Stored data
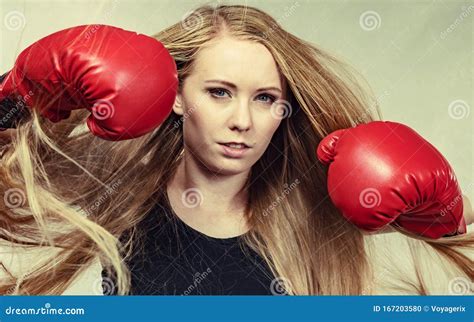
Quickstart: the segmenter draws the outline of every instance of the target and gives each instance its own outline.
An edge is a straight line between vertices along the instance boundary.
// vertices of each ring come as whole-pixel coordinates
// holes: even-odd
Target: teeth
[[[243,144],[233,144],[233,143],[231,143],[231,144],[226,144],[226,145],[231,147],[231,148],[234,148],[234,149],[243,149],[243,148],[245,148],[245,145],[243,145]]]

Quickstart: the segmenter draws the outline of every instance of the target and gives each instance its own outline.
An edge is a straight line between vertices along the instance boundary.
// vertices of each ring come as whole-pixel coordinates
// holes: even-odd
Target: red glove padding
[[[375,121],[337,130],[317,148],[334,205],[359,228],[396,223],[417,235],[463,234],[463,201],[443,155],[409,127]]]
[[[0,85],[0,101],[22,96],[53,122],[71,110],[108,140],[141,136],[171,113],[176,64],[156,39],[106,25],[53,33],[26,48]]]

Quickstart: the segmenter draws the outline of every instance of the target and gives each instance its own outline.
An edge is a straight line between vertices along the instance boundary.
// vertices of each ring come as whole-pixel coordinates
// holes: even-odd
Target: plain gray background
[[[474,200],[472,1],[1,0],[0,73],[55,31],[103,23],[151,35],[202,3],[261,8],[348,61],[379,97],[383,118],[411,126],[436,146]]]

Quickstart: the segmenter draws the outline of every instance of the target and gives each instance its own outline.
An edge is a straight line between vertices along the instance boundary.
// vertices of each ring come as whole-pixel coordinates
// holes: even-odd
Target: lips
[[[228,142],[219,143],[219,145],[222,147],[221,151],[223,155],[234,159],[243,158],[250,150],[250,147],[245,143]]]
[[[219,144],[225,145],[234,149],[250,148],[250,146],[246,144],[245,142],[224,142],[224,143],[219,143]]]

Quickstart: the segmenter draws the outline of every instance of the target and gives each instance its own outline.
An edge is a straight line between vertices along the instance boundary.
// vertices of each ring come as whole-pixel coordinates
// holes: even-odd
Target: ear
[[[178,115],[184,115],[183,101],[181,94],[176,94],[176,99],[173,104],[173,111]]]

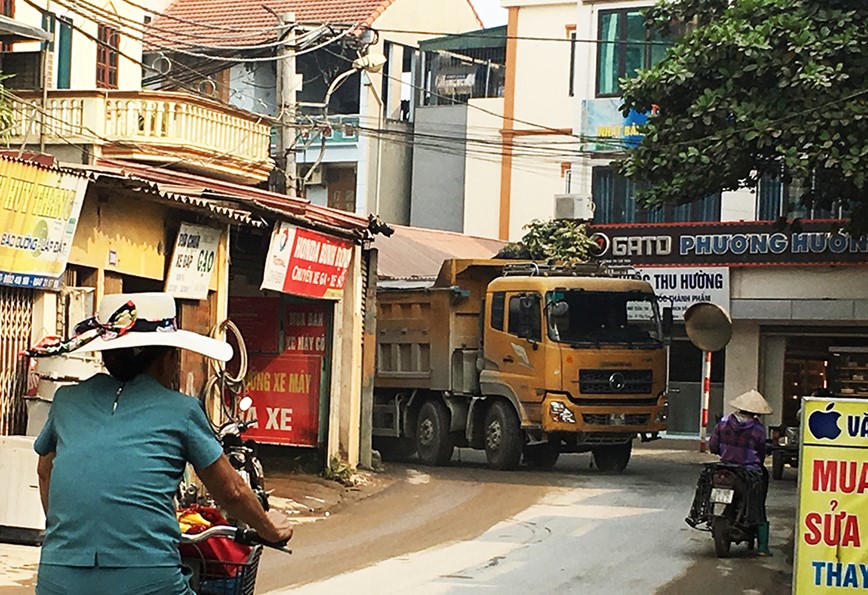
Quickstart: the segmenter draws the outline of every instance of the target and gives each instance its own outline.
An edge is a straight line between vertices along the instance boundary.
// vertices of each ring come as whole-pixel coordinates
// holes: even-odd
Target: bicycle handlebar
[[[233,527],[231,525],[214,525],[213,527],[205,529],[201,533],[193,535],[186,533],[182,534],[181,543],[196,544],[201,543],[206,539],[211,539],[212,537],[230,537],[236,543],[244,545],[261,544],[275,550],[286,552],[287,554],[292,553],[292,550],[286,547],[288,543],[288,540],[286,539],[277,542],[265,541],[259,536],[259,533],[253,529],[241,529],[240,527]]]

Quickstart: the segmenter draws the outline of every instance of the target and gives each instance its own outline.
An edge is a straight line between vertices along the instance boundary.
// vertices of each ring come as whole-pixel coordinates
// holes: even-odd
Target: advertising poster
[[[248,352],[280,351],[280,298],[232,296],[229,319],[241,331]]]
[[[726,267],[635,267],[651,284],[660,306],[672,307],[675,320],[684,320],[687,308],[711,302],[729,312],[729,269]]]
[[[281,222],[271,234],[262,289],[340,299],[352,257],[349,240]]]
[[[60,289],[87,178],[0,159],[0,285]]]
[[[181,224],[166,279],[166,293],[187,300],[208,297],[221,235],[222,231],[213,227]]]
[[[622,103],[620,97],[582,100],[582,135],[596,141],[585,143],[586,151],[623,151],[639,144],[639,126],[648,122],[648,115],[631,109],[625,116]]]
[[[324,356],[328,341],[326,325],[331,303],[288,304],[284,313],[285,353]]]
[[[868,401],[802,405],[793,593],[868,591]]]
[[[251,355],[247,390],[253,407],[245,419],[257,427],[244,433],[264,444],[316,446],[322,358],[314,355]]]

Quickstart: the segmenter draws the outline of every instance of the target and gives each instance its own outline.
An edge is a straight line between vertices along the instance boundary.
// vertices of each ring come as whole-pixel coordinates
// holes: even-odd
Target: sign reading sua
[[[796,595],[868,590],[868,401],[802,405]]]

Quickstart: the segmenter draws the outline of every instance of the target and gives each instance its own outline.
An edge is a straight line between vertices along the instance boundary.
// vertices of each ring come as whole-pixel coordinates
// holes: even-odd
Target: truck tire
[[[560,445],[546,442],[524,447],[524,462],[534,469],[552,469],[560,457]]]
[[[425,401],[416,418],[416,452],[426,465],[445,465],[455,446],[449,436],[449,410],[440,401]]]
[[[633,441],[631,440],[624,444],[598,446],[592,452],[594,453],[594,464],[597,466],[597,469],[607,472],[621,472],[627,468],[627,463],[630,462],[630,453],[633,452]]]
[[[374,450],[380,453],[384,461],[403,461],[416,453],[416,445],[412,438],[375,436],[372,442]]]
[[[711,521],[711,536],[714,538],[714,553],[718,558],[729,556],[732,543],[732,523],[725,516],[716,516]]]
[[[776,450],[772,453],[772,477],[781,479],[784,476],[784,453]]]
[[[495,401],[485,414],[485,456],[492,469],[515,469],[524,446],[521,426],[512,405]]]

**Task requirements**
Copy out the entries verbatim and leave the images out.

**Result for this task**
Quickstart: the segmenter draws the outline of every instance of the target and gives each instance its own outline.
An edge is a straight line between vertices along the instance boundary.
// vertices of each ring come as whole-pixel coordinates
// holes: even-odd
Target: teeth
[[[243,144],[233,144],[233,143],[231,143],[231,144],[226,144],[226,145],[231,147],[231,148],[234,148],[234,149],[243,149],[243,148],[245,148],[245,145],[243,145]]]

Quickstart: the segmenter draws the outline of every instance of the target and gives each instance its own outline.
An edge is a straight line between vertices along the instance boundary.
// vertices of each ring come as whole-pixel coordinates
// holes: even-odd
Target: red glove padding
[[[375,121],[337,130],[317,148],[334,205],[359,228],[396,223],[417,235],[463,234],[463,201],[443,155],[409,127]]]
[[[0,85],[0,101],[22,96],[53,122],[71,110],[108,140],[141,136],[171,113],[176,64],[156,39],[106,25],[53,33],[26,48]]]

Quickstart: the segmenter draws the outline of every instance of the target and gives each instance its own outline.
An edge is a straight line between vertices along the instance boundary.
// vertices of each ring come as whole-pixel coordinates
// holes: even-odd
Target: plain gray background
[[[474,200],[472,1],[1,0],[0,73],[55,31],[103,23],[151,35],[202,3],[261,8],[348,61],[379,97],[383,118],[411,126],[436,146]]]

Quickstart: the segmenter draws the outline of every instance of the target and gives each instance its own outline.
An edge is a straight line between vertices along the instance boundary.
// vertices of each ring come as whole-pixel coordinates
// holes: even-odd
Target: lips
[[[228,142],[219,143],[219,145],[222,147],[221,151],[223,155],[234,159],[243,158],[250,150],[250,147],[245,143]]]
[[[219,144],[225,145],[234,149],[250,148],[250,146],[246,144],[245,142],[224,142],[224,143],[219,143]]]

Quickstart: the segmenter draws the outline of every instance of the target and gives each instance its own outline.
An edge is a straight line between vertices along the instance boundary.
// vertices of each ring come as whole-pixel coordinates
// holes: even-odd
Target: ear
[[[178,115],[184,115],[183,101],[181,94],[176,94],[176,99],[173,104],[173,111]]]

Quickstart: the segmenter draws the outline of every instance of the target and gives each instance its own outline.
An edge is a straight line between vertices along the instance boundary.
// vertices of each ring come as whole-pixel coordinates
// holes: even-odd
Target: bicycle handlebar
[[[233,527],[231,525],[214,525],[213,527],[205,529],[201,533],[193,535],[186,533],[182,534],[181,543],[196,544],[201,543],[206,539],[211,539],[212,537],[230,537],[236,543],[244,545],[261,544],[275,550],[286,552],[287,554],[292,553],[292,550],[286,547],[288,543],[288,540],[286,539],[277,542],[265,541],[259,536],[259,533],[253,529],[241,529],[240,527]]]

Quickstart: the segmenter draws the outline of every instance of the target and gives each instance its own outline.
An edge is a straight line between vertices along the instance boundary.
// vertices of each ring come as whole-pixel coordinates
// holes: even-odd
Target: advertising poster
[[[248,352],[280,351],[280,298],[232,296],[229,319],[241,331]]]
[[[726,267],[635,267],[651,284],[660,306],[672,307],[675,320],[684,320],[687,308],[711,302],[729,312],[729,269]]]
[[[281,222],[271,234],[262,289],[340,299],[352,257],[349,240]]]
[[[60,289],[87,178],[0,159],[0,285]]]
[[[181,224],[166,279],[166,293],[187,300],[208,297],[221,235],[222,231],[213,227]]]
[[[622,103],[620,97],[582,100],[582,135],[596,141],[585,143],[586,151],[623,151],[639,144],[639,126],[648,122],[648,115],[631,109],[625,116]]]
[[[324,356],[328,341],[326,325],[331,303],[288,304],[284,313],[285,353]]]
[[[868,401],[802,405],[793,593],[868,591]]]
[[[251,355],[247,390],[253,407],[245,419],[257,427],[244,433],[264,444],[316,446],[322,358],[314,355]]]

Quickstart: the segmenter draws the outline of every instance of the target and gives each instance its own outline.
An edge is a straight line between vertices along the instance boundary.
// vertices of each ring come as whole-pixel coordinates
// holes: even-odd
Target: sign reading sua
[[[796,595],[868,590],[868,401],[802,405]]]

Quickstart: the segmenter draws the outline of every instance of the target and gives each instance its own outline.
An edge is a straight line between vertices along the instance boundary.
// vertices of each ring come as whole-pixel coordinates
// holes: even-odd
Target: truck tire
[[[560,445],[546,442],[524,447],[524,462],[534,469],[552,469],[560,457]]]
[[[425,401],[416,418],[416,452],[426,465],[445,465],[455,446],[449,436],[449,410],[440,401]]]
[[[633,441],[631,440],[624,444],[598,446],[592,452],[594,453],[594,464],[597,466],[597,469],[607,472],[621,472],[627,468],[627,463],[630,462],[630,453],[633,452]]]
[[[374,450],[380,453],[384,461],[403,461],[416,453],[416,445],[412,438],[375,436],[372,442]]]
[[[711,521],[711,536],[714,538],[714,553],[718,558],[729,556],[732,543],[732,523],[725,516],[716,516]]]
[[[776,450],[772,453],[772,477],[781,479],[784,476],[784,453]]]
[[[495,401],[485,414],[485,456],[492,469],[515,469],[524,446],[521,426],[512,405]]]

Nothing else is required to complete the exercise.